(Entries from a dataset)
______
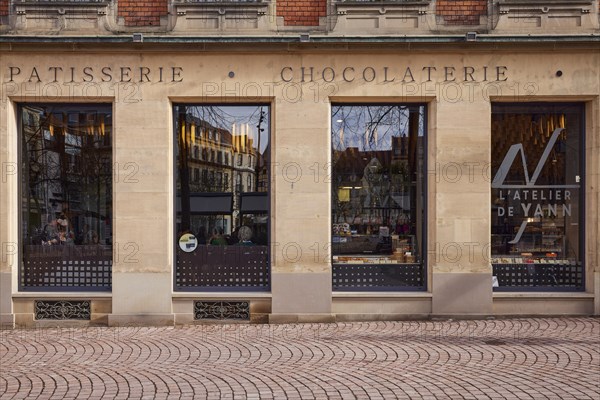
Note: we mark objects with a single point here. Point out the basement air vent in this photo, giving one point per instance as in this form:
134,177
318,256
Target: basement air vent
219,310
62,309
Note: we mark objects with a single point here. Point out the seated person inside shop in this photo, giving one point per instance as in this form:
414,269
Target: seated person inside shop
245,236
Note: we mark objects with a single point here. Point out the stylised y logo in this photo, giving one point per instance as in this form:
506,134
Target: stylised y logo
511,155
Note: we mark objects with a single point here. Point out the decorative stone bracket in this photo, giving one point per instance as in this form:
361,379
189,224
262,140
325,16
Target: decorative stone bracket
221,16
382,17
546,16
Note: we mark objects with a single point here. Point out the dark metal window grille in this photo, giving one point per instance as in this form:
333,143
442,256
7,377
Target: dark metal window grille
61,309
539,276
377,277
67,267
221,267
220,310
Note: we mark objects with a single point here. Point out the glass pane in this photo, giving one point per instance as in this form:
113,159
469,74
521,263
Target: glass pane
378,193
222,180
536,195
66,170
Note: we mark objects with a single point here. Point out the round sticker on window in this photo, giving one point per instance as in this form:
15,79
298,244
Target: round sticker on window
188,242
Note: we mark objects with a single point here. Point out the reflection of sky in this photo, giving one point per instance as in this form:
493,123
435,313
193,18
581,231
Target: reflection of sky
370,128
225,116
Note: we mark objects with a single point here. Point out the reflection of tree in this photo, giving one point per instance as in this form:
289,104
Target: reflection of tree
66,159
206,164
377,143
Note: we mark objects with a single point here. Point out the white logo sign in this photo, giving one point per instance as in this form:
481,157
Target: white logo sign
556,192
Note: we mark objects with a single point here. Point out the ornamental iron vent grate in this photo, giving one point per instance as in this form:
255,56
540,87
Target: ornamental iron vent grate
61,309
540,276
377,277
219,310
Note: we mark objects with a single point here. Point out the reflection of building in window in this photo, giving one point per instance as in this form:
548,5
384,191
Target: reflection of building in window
234,165
68,155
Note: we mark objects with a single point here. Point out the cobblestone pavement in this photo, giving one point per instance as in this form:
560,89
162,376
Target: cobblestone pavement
545,358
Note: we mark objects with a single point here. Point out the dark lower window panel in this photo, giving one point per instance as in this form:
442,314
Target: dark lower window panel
223,268
66,268
539,276
378,277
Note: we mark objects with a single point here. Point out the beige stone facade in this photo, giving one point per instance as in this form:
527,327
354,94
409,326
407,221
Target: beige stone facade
456,80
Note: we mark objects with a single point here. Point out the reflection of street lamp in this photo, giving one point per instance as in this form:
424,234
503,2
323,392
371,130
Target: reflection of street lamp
259,130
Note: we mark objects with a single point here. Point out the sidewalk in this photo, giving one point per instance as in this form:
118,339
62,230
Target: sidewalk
541,358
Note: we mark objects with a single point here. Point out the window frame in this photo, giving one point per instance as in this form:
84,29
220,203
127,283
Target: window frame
550,107
425,182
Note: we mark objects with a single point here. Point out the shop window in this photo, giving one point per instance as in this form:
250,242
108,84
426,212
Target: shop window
66,196
378,197
222,235
537,197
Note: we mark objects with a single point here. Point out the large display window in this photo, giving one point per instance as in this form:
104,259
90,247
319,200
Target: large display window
66,196
222,197
378,196
537,196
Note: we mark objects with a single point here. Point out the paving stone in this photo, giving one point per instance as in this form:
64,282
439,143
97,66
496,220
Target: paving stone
535,358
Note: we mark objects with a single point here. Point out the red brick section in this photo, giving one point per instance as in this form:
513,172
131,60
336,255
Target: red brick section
142,13
461,12
3,7
301,12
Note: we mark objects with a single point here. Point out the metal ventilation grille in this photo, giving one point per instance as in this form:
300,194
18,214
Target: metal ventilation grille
377,276
61,309
219,310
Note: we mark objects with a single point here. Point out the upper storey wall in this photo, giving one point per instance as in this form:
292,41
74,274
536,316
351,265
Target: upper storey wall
289,17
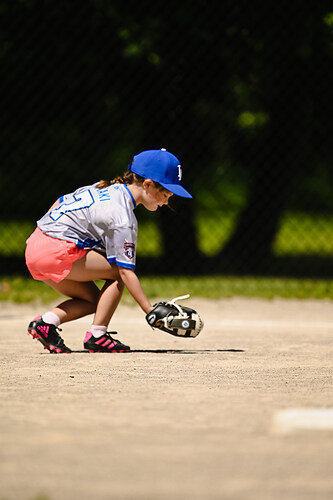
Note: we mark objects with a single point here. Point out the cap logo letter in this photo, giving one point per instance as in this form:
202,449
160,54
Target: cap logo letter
179,172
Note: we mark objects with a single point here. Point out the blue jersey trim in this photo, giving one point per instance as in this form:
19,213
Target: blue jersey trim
113,260
126,187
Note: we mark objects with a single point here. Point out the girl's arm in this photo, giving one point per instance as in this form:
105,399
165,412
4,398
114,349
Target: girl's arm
133,285
55,204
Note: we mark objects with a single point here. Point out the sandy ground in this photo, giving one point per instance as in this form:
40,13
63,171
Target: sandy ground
174,418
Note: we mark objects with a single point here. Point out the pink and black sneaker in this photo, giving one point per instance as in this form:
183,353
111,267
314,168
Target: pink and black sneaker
47,335
103,344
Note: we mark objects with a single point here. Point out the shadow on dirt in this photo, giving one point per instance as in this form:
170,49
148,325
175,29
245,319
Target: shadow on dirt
166,351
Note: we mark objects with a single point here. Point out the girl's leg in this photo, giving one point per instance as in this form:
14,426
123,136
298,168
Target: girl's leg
86,298
108,302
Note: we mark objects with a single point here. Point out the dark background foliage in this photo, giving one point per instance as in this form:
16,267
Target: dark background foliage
239,91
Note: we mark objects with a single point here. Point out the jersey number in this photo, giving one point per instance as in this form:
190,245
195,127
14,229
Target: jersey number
82,200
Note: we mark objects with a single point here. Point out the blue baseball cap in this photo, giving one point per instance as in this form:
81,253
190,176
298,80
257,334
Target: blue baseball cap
160,166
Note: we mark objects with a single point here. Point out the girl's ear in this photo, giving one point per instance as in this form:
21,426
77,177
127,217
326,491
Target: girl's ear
147,183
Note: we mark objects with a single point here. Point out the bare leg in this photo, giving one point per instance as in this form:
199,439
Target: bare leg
86,298
108,302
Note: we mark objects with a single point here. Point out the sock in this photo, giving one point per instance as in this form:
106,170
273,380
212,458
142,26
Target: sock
98,330
51,319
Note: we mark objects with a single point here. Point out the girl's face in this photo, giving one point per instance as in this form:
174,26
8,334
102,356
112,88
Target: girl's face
154,197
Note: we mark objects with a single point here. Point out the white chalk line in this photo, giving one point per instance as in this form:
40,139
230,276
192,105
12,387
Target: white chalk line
297,419
257,323
272,323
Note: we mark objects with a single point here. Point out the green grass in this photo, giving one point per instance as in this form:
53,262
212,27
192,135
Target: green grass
25,290
299,234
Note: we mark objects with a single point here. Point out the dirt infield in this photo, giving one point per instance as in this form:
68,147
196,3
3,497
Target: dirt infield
175,418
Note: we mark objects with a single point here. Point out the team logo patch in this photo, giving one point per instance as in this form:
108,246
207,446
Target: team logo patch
129,250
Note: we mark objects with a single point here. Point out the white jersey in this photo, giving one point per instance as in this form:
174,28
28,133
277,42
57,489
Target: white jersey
102,219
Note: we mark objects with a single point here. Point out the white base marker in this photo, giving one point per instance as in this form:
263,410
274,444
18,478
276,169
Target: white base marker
293,420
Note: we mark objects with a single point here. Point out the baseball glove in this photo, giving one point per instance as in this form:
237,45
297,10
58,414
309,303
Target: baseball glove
174,319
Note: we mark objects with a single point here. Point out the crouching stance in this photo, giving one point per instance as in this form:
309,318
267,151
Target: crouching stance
90,235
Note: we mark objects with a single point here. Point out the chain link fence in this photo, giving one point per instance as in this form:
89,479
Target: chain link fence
239,91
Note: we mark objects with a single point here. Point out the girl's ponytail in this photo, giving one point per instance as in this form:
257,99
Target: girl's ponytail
126,178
______
• [Exercise aim] Write the records out again in full, exactly, and skip every picture.

• [Written response]
Note: we mark objects with a single point here. Point out the basement air vent in this photo, giving one point per instance as in this form:
134,177
318,256
Target: basement air vent
219,310
62,309
Note: we mark objects with a single point here. Point out the seated person inside shop in this photo, giving one point per instance as in this form:
414,269
Target: seated person inside shop
245,236
Note: we mark objects with a single point here. Point out the stylised y logo in this photo, giving one point per instance as in this form:
506,134
Target: stylised y logo
511,155
Note: we mark objects with a single point here. Point out the decorative stone bracket in this photo, giving one point per instance as in this form:
361,379
189,224
262,140
325,16
Target: decorative stone bracket
221,16
382,17
546,16
Note: we mark objects with a single point here. Point out the dark metal window grille in this photo, giving one point per instance as in this form:
333,143
442,256
7,377
Target: dark metal window grille
61,309
539,276
377,277
67,267
221,267
220,310
Note: we mark objects with a single point here. Point out the glass pane in this photo, giving one point per instance as in this form:
113,159
469,74
521,263
Target: glass pane
378,193
222,180
536,195
66,170
Note: we mark objects with a single point here. Point out the round sticker on window in this photo, giving one point per instance as in this form:
15,79
298,244
Target: round sticker on window
188,242
Note: we mark objects with a single point here. Point out the reflection of sky in this photo, giving one point per instance as in this form:
493,123
435,313
193,18
581,231
Target: reflection of sky
370,128
225,116
Note: we mark objects with a single point here. Point out the reflection of tree in this photo, giving one point per instance as in this form:
289,104
Target: reflection of tree
66,159
206,164
377,143
Note: we mark objects with a single point here. Point out the white logo sign in this photo, giving one point per instance as in this form:
481,157
Target: white logo sign
556,192
Note: we mark objects with a single point here. Point out the ornamental iron vent grate in this photo, giving one point per instance as in this form:
255,56
540,87
Target: ornamental iron vent grate
61,309
540,276
377,277
219,310
Note: we mark objects with a single point here. Point out the reflection of building in window in this photo, giving one point per instance as in this form:
548,5
384,191
Target: reflection of building in window
234,165
68,155
Note: we mark objects with a single point here. Point out the cobblestone pavement in this photo, giving one point per instance as in this form:
560,89
162,376
Target: cobblestone pavement
545,358
Note: we mark objects with a single point here. Point out the dark lower window panel in this photo, giving one point per instance as in this form:
442,314
Target: dark lower window panel
223,268
66,268
539,276
378,277
Note: we mark objects with a single point here. Point out the beige stone facade in this photo, giving one point per instance as in this form:
527,327
354,94
409,326
407,221
Target: beige stone facade
456,80
Note: we mark objects with a single point here. Point out the reflection of street lamp in this photo, giving one point per instance as in this form:
424,234
503,2
323,392
371,130
Target: reflection of street lamp
259,130
Note: we mark objects with a single point here. Point out the sidewalk in this photo, giving one point per instance as in this form:
118,339
62,230
Target: sidewalk
541,358
Note: we mark objects with a single point here. Point out the window frame in this photo, giving one point per instance as in this form:
84,29
220,203
127,283
Target: window frame
550,107
425,182
Note: we mark objects with a single point here. Point out the shop window in this photo, giving one point per instance as in this form:
250,242
108,84
426,212
Target: shop window
66,196
378,197
222,235
537,197
Note: we mark objects with a single point here. Point out the large display window in this photo, giving one point per instance as in this form:
104,259
90,247
319,200
Target: large display window
66,196
222,197
378,196
537,196
Note: we mark objects with a single point here. Point out the paving stone in this photo, giving one point per instance as in this form:
64,282
439,143
97,66
496,220
Target: paving stone
535,358
Note: we mark objects with a single point here. Point out the red brick section in this photo, giving one point per instance as in this form:
513,172
131,60
336,255
Target: red brick section
142,13
461,12
3,7
301,12
Note: we mark objects with a single point here. Point out the metal ventilation grille in this photo, giving one point per instance as in this form:
300,194
18,214
Target: metal ventilation grille
377,276
61,309
219,310
Note: we mark objects with a single point here. Point out the upper storey wall in this photo, giving one point per instance as in this form:
292,41
74,274
536,316
351,265
Target: upper storey wall
289,17
Note: we mark objects with a single point here. Point out the cap logo letter in this photo, giving one point per instance as in this form:
202,449
160,54
Target: cap logo letter
179,172
Note: we mark objects with a single point here. Point out the blue jersey trim in this photo, giving one point per instance as in this form:
19,213
Target: blue jersey trim
113,260
126,187
Note: we mark objects with a single point here. Point out the girl's arm in this photo, giving one point per instance as in this form:
105,399
165,412
4,398
114,349
Target: girl's arm
133,285
55,204
Note: we mark objects with a single point here. Point out the sandy ground in this photo, giving one point per instance as in this form:
40,13
63,171
Target: sandy ground
174,418
Note: we mark objects with a single point here. Point out the pink and black sneaker in this photo, giving one point per instance as in this form:
183,353
111,267
314,168
Target: pink and black sneaker
47,335
103,344
Note: we mark objects with a single point here. Point out the shadow on dirt in this photo, giving one point per instance as in this form:
170,49
148,325
175,29
245,319
Target: shadow on dirt
166,351
Note: we mark objects with a single point here. Point out the girl's leg in this photo, giving one point per instance as in this form:
14,426
123,136
298,168
Target: girl's leg
86,298
108,302
Note: we mark objects with a single point here. Point out the dark background foliage in this photo, giving one point per instance as in this form:
16,267
Target: dark background foliage
239,91
Note: we mark objects with a single point here. Point out the jersey number in this photo, giving one point per instance as in this form:
190,245
195,127
14,229
Target: jersey number
82,200
Note: we mark objects with a single point here. Point out the blue baseball cap in this photo, giving one point per instance as in this form:
81,253
190,176
298,80
257,334
Target: blue baseball cap
160,166
Note: we mark objects with a single point here. Point out the girl's ear in this photo, giving one point per instance as in this form:
21,426
77,177
127,217
326,491
Target: girl's ear
147,183
Note: we mark objects with a single point here. Point out the bare leg in this photo, giving one point per instance as in this form:
199,439
Target: bare leg
86,298
108,302
Note: we mark objects with a single point here. Point out the sock in this photo, giving one point per instance as in this form:
106,170
273,380
212,458
142,26
Target: sock
98,330
51,319
Note: we mark objects with a single point here. Point out the girl's face in this photo, giving one point per instance as in this form:
174,26
8,334
102,356
112,88
Target: girl's face
154,197
Note: we mark objects with a single point here. Point out the white chalk line in this photo, giving one point per instance as in this form:
40,139
230,276
192,105
12,387
Target: white chalk line
297,419
257,323
272,323
Note: we mark objects with a single point here. Point out the green grass in this photo, giving one point per instance as in this form:
53,262
212,27
192,135
Target: green grass
25,290
299,234
Note: we mark objects with a single point here. Point out the dirt infield in this photo, giving one point per instance as in this form:
68,147
196,3
3,497
Target: dirt infield
175,418
Note: we mark objects with a single point here. Point out the team logo patch in this photo, giving one point per instance as in this form:
108,246
207,446
Target: team logo patch
129,250
Note: we mark objects with a single point here. Point out the white jersey in this photo, giving one point per instance as in this form:
174,28
28,133
277,42
57,489
Target: white jersey
102,219
Note: we mark objects with a single point here. Point out the white base marker in this photo, giving one point per instance as in this form:
263,410
274,444
18,478
276,169
Target: white base marker
293,420
Note: we mark objects with a single point here. Point out the baseball glove in this photo, giving one point per instance as in this form:
237,45
297,10
58,414
309,303
Target: baseball glove
174,319
Note: we mark objects with a single point here. Point out the crouching stance in this photo, giving one point per instance as in this form:
309,318
267,151
Target: crouching stance
90,235
Note: we mark objects with a single point here. Point out the chain link fence in this photo, giving one point per instance as in this form:
89,479
Target: chain link fence
239,91
Note: we mark objects with a single point here. Point out the girl's ponytail in this photo, giving one point per instance as in this form:
257,99
Target: girl's ponytail
126,178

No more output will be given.